- [EXTRACT TO READ]
┌──

I’m out of town on vacation and so I’m going to miss the happy event, but a momentous occasion will be celebrated tomorrow, July 1, in Santa Monica, namely the beginning of the creation of a great park on the site of Santa Monica Airport. Today, June 30, 2015, is the termination date of the 1984 Settlement Agreement between the City of Santa Monica and the Federal Aviation Administration. While by all rights the City should be able to close the airport tomorrow, July 1, administrative proceedings and the course of the City’s litigation to establish its right are holding up that inevitable eventuality. However, the 1984 Agreement contained provisions (namely requirements to provide aircraft tie-downs) that unquestionably expire today and the expiration of those requirements frees up for City use about 12 acres of land south of the runway and north of Airport Avenue (in two parcels more or less straddling the existing Airport Park).

└──

Excerpt from a dataset
┌──

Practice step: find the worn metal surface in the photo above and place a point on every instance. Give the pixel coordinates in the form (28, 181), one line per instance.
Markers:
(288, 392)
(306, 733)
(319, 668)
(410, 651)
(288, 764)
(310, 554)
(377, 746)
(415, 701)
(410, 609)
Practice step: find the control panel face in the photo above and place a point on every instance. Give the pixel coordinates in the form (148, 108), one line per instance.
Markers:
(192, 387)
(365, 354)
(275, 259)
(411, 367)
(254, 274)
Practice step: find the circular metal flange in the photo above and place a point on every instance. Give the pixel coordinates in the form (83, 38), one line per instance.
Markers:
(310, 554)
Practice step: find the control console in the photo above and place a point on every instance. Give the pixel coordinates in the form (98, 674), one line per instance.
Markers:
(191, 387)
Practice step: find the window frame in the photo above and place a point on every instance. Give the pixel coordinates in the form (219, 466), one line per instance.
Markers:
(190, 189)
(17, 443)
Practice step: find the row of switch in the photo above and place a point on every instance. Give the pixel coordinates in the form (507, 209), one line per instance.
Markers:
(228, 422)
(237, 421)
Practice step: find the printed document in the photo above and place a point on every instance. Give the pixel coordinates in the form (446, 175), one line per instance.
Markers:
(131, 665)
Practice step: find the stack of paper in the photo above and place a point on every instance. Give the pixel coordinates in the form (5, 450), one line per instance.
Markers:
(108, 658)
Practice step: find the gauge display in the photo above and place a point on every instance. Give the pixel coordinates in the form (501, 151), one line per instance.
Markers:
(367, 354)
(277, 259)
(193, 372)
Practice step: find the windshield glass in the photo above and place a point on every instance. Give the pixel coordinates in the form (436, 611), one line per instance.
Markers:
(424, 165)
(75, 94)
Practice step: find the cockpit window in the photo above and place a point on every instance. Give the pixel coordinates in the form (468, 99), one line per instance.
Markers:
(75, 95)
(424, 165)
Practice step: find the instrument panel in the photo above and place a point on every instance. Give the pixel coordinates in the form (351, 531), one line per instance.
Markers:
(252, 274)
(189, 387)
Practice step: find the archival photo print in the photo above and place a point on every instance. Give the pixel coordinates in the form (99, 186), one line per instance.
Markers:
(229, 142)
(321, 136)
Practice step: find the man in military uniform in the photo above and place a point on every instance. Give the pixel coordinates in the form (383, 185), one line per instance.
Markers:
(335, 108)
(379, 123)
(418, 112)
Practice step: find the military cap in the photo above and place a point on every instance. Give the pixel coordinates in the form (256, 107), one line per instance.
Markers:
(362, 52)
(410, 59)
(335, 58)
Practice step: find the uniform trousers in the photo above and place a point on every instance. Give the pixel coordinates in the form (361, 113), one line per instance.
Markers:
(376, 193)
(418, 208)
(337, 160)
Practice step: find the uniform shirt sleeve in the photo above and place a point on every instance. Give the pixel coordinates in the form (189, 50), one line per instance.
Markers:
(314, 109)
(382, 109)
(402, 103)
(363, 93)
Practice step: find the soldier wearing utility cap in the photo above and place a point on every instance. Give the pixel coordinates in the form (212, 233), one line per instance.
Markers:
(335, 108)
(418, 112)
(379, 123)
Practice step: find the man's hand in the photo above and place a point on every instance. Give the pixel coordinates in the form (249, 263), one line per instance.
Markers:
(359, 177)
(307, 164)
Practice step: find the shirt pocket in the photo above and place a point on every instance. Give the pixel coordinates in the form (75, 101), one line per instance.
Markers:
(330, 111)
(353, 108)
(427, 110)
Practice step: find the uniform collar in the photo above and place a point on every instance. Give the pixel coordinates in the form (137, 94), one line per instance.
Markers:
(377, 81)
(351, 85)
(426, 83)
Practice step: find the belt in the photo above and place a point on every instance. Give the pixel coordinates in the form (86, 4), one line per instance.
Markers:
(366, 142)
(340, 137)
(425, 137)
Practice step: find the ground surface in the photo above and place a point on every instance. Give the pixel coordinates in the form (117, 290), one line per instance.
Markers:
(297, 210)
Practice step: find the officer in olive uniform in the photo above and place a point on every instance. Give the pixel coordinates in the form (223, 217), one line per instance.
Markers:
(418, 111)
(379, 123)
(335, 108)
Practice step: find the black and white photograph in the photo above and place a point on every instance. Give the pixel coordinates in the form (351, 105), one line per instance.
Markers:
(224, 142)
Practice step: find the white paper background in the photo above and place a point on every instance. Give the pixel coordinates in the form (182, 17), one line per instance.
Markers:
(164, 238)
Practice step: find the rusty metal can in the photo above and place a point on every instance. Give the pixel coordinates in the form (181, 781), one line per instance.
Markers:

└──

- [WORK TO DO]
1. Which lines of the records contain the word "military"? Pick out each of those lines and copy it in full. Count a line only if the word appears in the same case.
2. Continue the piece above about turning the Santa Monica Airport site into a park, starting from where it stops.

- [EXPECTED RESPONSES]
1.
Practice step: find the man in military uniform in the photo above and place a point on every instance. Give the pixel coordinates in the form (383, 185), one line per instance.
Practice step: find the military cap in the photo above and place a point on every instance. Give the pixel coordinates in the form (256, 107), one line per instance.

2.
Under Measure LC passed by Santa Monica voters last November all land released from aviation use must be used for park and recreation purposes unless voters approve something different. The City Council has duly designated these 12 acres to be turned into a park, and the budget the council recently passed includes funds for an expedited process to plan the conversion of the land (now covered in asphalt) into parkland. These 12 acres will be the first of 170 or so acres of park that the City will ultimately create from the airport land.
With antecedents in the campaign to pass LC (and defeat the aviation industry’s Measure D), a new 501(c)(3) non-profit has been formed, the Santa Monica Airport2Park Foundation, to organize public support for the park conversion. The foundation is hosting a barbecue tomorrow at Airport Park, on land adjacent to the one of the new park parcels, and the public is invited. To view the invitation, and to RSVP, click here. (If you plan to attend, be sure to RSVP so that the organizers know how much food to get.)
Wishing I could be there! (But nonetheless enjoying where I am.)
Thanks for reading.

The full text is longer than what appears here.